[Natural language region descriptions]
----

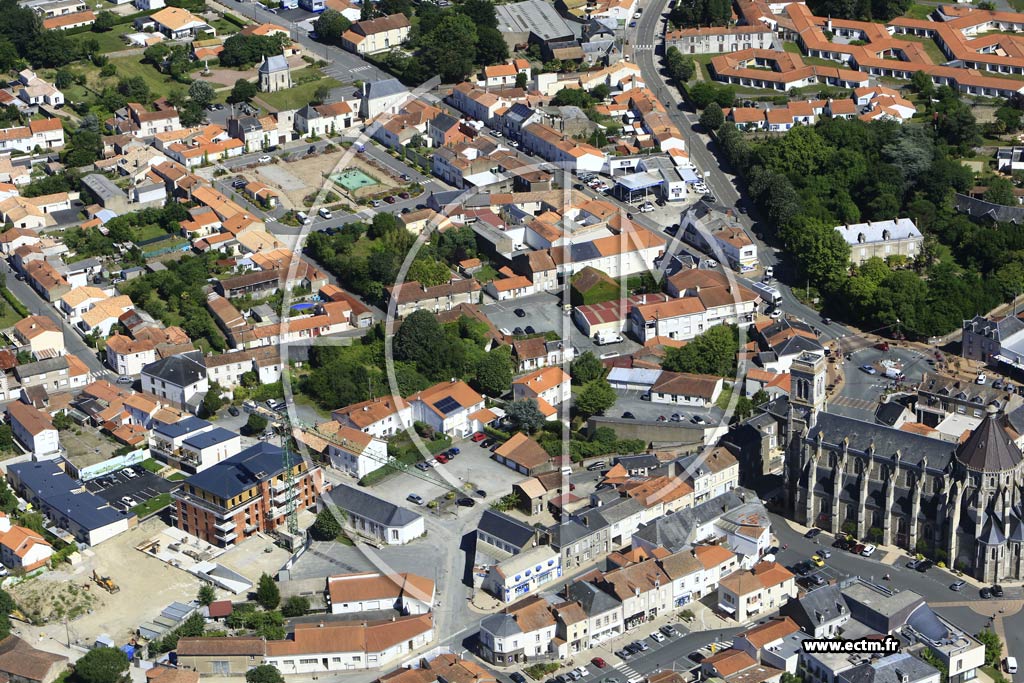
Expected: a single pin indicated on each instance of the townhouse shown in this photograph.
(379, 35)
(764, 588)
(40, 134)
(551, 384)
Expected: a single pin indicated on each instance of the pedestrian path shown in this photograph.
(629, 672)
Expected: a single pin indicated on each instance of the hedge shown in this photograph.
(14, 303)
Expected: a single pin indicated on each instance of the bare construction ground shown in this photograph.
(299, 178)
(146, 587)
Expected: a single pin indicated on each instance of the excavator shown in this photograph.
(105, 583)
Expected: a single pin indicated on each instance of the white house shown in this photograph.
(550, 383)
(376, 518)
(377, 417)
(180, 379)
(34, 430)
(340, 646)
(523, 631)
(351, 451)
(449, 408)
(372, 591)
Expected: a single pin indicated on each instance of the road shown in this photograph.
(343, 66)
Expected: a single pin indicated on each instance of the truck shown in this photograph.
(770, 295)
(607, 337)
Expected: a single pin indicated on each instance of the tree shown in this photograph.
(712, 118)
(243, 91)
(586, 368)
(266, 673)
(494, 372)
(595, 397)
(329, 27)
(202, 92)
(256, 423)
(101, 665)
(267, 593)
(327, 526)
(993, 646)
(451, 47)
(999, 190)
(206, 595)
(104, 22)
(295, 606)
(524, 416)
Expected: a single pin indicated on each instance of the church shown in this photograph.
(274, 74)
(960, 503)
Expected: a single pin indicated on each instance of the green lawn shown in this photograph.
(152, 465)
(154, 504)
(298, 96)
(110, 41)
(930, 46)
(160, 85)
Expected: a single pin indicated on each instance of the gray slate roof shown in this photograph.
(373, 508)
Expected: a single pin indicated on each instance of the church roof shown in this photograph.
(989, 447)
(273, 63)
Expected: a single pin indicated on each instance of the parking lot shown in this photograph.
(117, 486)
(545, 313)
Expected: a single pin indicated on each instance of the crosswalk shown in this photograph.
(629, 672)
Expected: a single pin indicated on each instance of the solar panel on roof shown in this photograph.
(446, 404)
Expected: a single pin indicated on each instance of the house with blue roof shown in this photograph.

----

*ASSIGNMENT*:
Keep only the lines from the one containing "Expected: a single pin indicated on each instance of the solar" through the final line of the records, and transcribe them exactly.

*WRITTEN RESPONSE*:
Expected: a single pin indicated on each instance of the solar panel on roof shown in this photograph.
(446, 404)
Expected: a single pin indicated on each instance of the house with blue roof shown in this photograph.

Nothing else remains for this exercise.